提供本文:
70年目の転進で注目すべき、リガクとの提携、IDES買収

 

 今回、注目すべきは、リガクとの提携、IDES買収だろう。70年目の転進というタイミングで、今後のJEOLに大きくプラスに影響するだろう。

 

リガクは、商工リサーチによると、社員676人のオーナー企業、2018年度の売上341億円、NP44億円、ほぼ増収増益で、高収益維持、X線回折で国内シェア80%。同じ昭島本社であり、理化学という同業な上、栗原会長とリガク志村社長が同じ年という関係もあり、工業会での付き合い、これまでも共同セミナーを開催してきた。その中で、有機化学の分野でマイクロ電子回折(マイクロED)へのニーズが高まっており、これに対応すべく、共同開発を行う。オープンイノベーションでもあり、地域連携でもある。

 

マイクロEDは、電顕を用い、電子線回折により微小な結晶サンプルから構造情報を得る手法で、X線回折と同原理だが、電子線はX線より強い信号を得られるため、必要な結晶サイズは100 nm1 µm程度と小さく、これまでのX線回折と違って、大きな単結晶を用意する必要がなく、試料作製にかかる時間を大幅に短縮できる等、利点が多く、微小化合物や生体高分子の高分解能 3 次元構造決定に有力だ。この分野では、サーモフィッシャーサイエンティフィックが有力だが、この提携で、電顕からマイクロEDNMRまで横串のトータルソリューションが可能となった。また、リガクはX線解析ソフトと検出器がある一方、電子線回折ができる電子顕微鏡は無かったが、これはJEOLが提供できる等、補完効果も大きい。

 

 

 

IDES社を買収

 

 IDES社は、米西海岸のサイエンスベンチャーであり、TEMを使って、いわば、高速度カメラのような超高速時間分解能で試料の動的観察を可能にする技術を持つ。たまたまJEOLと同じオフィスであり、JEOLTEMを使っていた関係もあった。人数は10人程度、売上は少ないが、10億円の買収金額、ノレンは数億円の模様。これまで、TEMは空間分解能を競ってきたが、サイエンスでは、静的定常状態だけでなく、動的非定常、過渡的状態の観察も重要である。TEM以外、SEM等への展開も期待。

 

 私自身の35年程前の修士論文のテーマが、高速度カメラで撮像解析していたレーザー加工現象や噴霧燃焼雰囲気といった過渡的現象を、ホログラフィで立体的に撮像、再生画像を当時、登場したCCD素子で取り込み、解析するというものだったので、興味深い。格子系の振動、相転移などのメカニズムも解明が進めば、運動量と位置を同時に計測できないというハイゼンベルグの不確定性原理(なお、当初、ハイゼンベルグが行っていた、量子力学が成立するミクロな世界が測定による観測者効果で「揺動」してしまうという説明は間違いのようだ)などの探求も有用かもしれない。

 

 

 

3Dプリンタ

 

 3Dプリンタも2020年度は受注が期待される。3Dプリンタでは、電子ビームはJEOL以外、アーカム社だけだったが、すでに、GEに買収された。

 

単なる装置売りだけでなく、粉などの消耗品事業、JEOLインサイトの部品売り、委託加工と多様なビジネスモデルを想定しているようだ。

 

これについては、株主となっているニコンも、新規事業として関連しており、中計の鍵となっている。ビジネスモデルが広がる中で、シナジー効果を期待したいところである。

実施事項:
A – 本文の3Dプリンタに関する段落から、装置売り以外に想定されているビジネスモデルをすべて挙げてください。
B – 本文のうち、「私自身の35年程前の修士論文」で始まり「どの探求も有用かもしれない。」で終わる部分を、そのまま出力してください。

[写真内の対象物指示記録]
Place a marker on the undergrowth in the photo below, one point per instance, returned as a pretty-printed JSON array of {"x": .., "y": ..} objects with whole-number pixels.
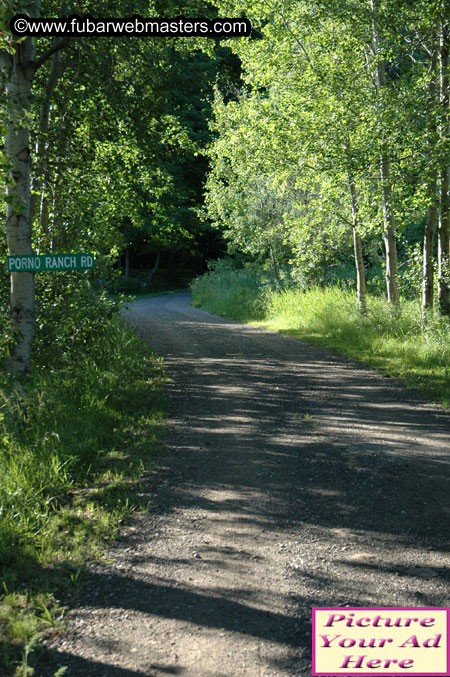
[
  {"x": 76, "y": 443},
  {"x": 396, "y": 341}
]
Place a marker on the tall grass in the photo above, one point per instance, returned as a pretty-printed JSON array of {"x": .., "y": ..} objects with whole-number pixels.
[
  {"x": 396, "y": 341},
  {"x": 74, "y": 448}
]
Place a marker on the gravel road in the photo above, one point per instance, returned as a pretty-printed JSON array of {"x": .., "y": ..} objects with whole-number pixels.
[{"x": 291, "y": 478}]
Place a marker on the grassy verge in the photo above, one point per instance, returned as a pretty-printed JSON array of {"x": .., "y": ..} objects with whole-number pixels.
[
  {"x": 74, "y": 451},
  {"x": 394, "y": 341}
]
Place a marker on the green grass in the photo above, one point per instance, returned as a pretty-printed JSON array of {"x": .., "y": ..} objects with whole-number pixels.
[
  {"x": 74, "y": 451},
  {"x": 395, "y": 341}
]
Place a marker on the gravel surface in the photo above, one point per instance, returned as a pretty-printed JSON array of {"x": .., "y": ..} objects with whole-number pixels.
[{"x": 291, "y": 478}]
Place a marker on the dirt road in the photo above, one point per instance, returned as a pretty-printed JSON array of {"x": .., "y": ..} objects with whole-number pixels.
[{"x": 291, "y": 478}]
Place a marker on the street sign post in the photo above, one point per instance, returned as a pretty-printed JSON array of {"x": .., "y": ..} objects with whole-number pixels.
[{"x": 35, "y": 263}]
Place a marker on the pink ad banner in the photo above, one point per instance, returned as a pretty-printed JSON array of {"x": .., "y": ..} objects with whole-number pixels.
[{"x": 362, "y": 641}]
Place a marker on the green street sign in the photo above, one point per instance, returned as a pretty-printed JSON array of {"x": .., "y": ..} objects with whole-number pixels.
[{"x": 47, "y": 262}]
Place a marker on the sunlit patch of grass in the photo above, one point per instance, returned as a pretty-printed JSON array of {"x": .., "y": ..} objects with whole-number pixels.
[{"x": 396, "y": 341}]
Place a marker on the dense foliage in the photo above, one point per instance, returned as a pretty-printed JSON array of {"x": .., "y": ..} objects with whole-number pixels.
[{"x": 338, "y": 139}]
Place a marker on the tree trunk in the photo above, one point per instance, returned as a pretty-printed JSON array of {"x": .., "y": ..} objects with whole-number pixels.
[
  {"x": 276, "y": 273},
  {"x": 18, "y": 225},
  {"x": 153, "y": 270},
  {"x": 430, "y": 227},
  {"x": 385, "y": 171},
  {"x": 444, "y": 214},
  {"x": 357, "y": 247},
  {"x": 40, "y": 177}
]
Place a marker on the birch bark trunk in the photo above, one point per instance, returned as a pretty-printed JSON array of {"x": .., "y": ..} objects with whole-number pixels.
[
  {"x": 444, "y": 213},
  {"x": 18, "y": 223},
  {"x": 386, "y": 181},
  {"x": 430, "y": 227}
]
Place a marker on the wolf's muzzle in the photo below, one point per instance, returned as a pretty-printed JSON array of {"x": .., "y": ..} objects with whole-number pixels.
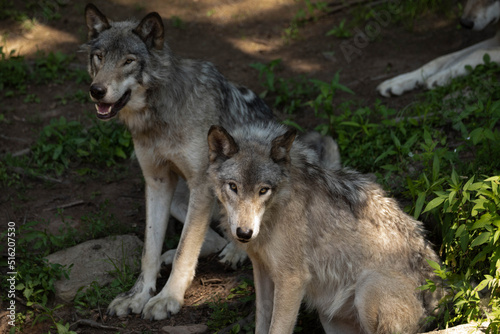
[{"x": 98, "y": 91}]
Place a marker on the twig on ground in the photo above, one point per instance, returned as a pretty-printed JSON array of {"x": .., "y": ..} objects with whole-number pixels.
[
  {"x": 242, "y": 322},
  {"x": 21, "y": 171},
  {"x": 65, "y": 206},
  {"x": 94, "y": 324}
]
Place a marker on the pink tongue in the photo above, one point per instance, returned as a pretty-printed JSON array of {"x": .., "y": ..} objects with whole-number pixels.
[{"x": 103, "y": 108}]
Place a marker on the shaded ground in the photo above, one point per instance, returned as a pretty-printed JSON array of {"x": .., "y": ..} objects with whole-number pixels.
[{"x": 232, "y": 35}]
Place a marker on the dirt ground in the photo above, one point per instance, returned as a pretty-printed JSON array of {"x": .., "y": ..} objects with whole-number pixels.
[{"x": 232, "y": 34}]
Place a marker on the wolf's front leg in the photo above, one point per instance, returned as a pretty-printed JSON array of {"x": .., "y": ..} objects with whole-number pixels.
[
  {"x": 289, "y": 290},
  {"x": 159, "y": 193},
  {"x": 264, "y": 290},
  {"x": 171, "y": 297}
]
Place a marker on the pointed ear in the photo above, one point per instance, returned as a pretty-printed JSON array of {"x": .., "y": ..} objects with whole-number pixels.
[
  {"x": 96, "y": 21},
  {"x": 220, "y": 143},
  {"x": 151, "y": 31},
  {"x": 280, "y": 149}
]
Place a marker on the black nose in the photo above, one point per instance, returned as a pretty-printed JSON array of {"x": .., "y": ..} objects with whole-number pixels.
[
  {"x": 466, "y": 23},
  {"x": 244, "y": 234},
  {"x": 97, "y": 91}
]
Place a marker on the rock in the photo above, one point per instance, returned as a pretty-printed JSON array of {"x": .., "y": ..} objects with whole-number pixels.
[
  {"x": 93, "y": 260},
  {"x": 471, "y": 328},
  {"x": 189, "y": 329}
]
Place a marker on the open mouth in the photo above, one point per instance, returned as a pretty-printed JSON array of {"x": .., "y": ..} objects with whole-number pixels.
[{"x": 109, "y": 110}]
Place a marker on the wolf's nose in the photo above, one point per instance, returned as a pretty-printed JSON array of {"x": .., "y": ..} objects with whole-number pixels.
[
  {"x": 466, "y": 23},
  {"x": 97, "y": 91},
  {"x": 244, "y": 234}
]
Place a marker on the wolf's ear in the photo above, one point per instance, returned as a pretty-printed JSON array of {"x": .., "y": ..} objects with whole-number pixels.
[
  {"x": 151, "y": 31},
  {"x": 220, "y": 143},
  {"x": 96, "y": 21},
  {"x": 280, "y": 149}
]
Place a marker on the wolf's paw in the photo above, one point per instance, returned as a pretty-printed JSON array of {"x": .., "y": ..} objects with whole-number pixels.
[
  {"x": 440, "y": 79},
  {"x": 400, "y": 84},
  {"x": 161, "y": 307},
  {"x": 168, "y": 256},
  {"x": 128, "y": 302},
  {"x": 232, "y": 255}
]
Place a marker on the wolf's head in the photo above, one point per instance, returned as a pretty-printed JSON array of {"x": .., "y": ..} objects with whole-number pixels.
[
  {"x": 479, "y": 13},
  {"x": 118, "y": 54},
  {"x": 247, "y": 173}
]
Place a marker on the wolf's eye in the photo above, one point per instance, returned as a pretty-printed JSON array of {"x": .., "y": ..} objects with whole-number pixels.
[{"x": 233, "y": 187}]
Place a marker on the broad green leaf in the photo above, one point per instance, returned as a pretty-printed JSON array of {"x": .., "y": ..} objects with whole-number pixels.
[
  {"x": 481, "y": 239},
  {"x": 434, "y": 203}
]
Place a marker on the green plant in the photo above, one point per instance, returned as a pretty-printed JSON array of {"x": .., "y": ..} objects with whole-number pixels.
[
  {"x": 224, "y": 314},
  {"x": 469, "y": 215},
  {"x": 98, "y": 296},
  {"x": 31, "y": 98},
  {"x": 66, "y": 142}
]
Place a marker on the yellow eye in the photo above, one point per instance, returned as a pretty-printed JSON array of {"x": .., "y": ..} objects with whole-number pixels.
[{"x": 263, "y": 191}]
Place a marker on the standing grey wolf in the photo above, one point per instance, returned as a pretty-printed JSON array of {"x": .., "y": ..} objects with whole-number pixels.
[
  {"x": 168, "y": 104},
  {"x": 328, "y": 236},
  {"x": 438, "y": 72}
]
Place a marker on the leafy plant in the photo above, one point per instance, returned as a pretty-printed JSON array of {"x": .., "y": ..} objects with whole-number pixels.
[{"x": 469, "y": 215}]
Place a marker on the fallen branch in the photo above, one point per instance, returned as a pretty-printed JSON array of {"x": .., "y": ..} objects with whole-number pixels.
[
  {"x": 65, "y": 206},
  {"x": 21, "y": 171},
  {"x": 94, "y": 324},
  {"x": 249, "y": 319}
]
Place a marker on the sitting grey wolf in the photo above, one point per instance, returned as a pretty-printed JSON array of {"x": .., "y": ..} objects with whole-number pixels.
[
  {"x": 168, "y": 104},
  {"x": 330, "y": 237},
  {"x": 438, "y": 72}
]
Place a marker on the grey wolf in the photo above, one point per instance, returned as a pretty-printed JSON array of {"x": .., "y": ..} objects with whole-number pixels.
[
  {"x": 327, "y": 236},
  {"x": 168, "y": 104},
  {"x": 438, "y": 72}
]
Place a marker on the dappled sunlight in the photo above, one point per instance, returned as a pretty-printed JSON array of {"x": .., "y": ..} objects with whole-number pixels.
[{"x": 40, "y": 37}]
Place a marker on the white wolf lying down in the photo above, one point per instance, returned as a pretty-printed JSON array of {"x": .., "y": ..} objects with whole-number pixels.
[{"x": 438, "y": 72}]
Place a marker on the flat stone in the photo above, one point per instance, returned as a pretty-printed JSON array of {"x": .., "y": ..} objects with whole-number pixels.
[
  {"x": 188, "y": 329},
  {"x": 93, "y": 260}
]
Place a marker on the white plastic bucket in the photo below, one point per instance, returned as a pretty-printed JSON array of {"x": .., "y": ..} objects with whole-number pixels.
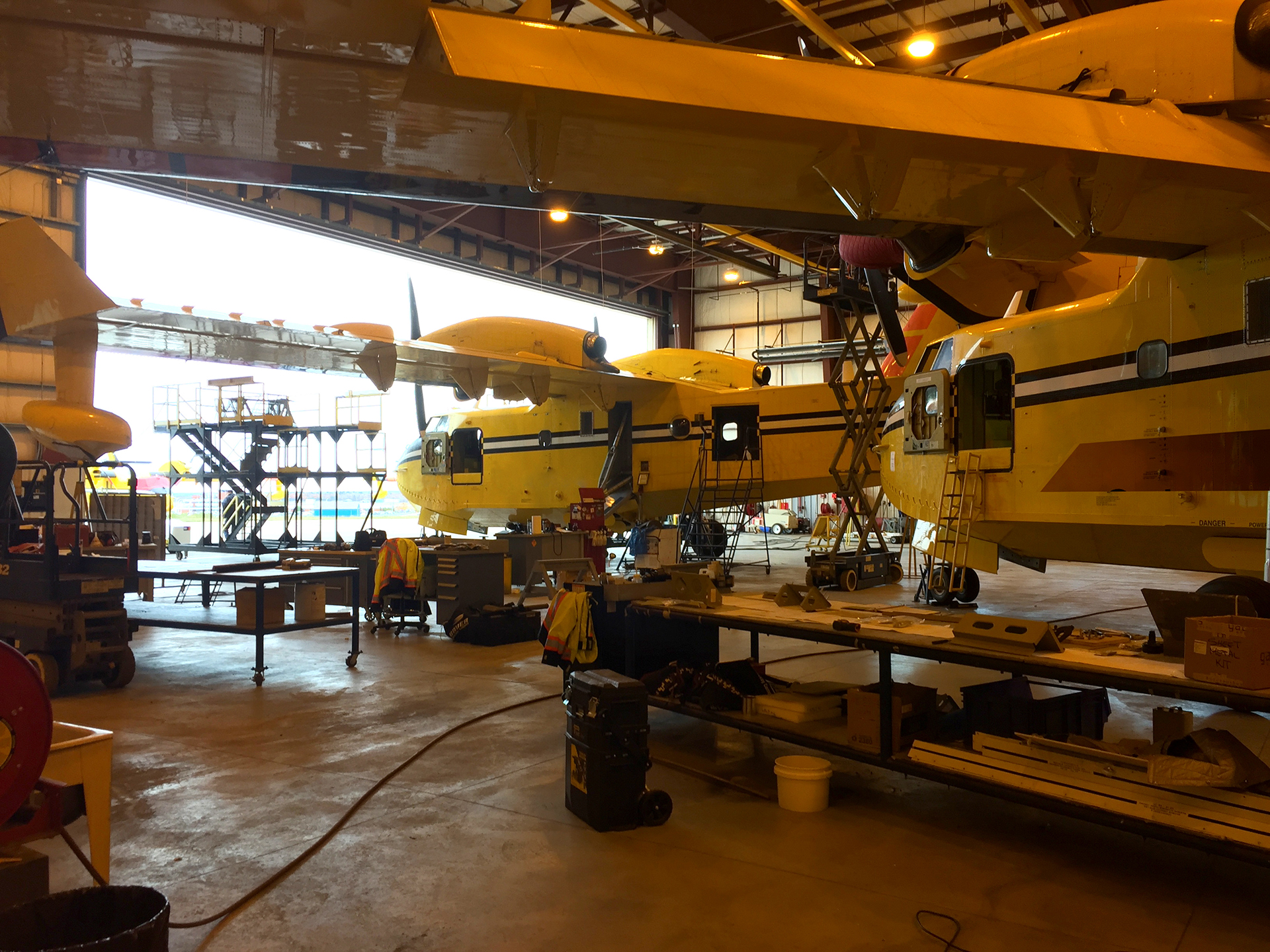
[{"x": 803, "y": 783}]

回答:
A –
・粉などの消耗品事業
・JEOLインサイトの部品売り
・委託加工

B –
私自身の35年程前の修士論文のテーマが、高速度カメラで撮像解析していたレーザー加工現象や噴霧燃焼雰囲気といった過渡的現象を、ホログラフィで立体的に撮像、再生画像を当時、登場したCCD素子で取り込み、解析するというものだったので、興味深い。格子系の振動、相転移などのメカニズムも解明が進めば、運動量と位置を同時に計測できないというハイゼンベルグの不確定性原理(なお、当初、ハイゼンベルグが行っていた、量子力学が成立するミクロな世界が測定による観測者効果で「揺動」してしまうという説明は間違いのようだ)などの探求も有用かもしれない。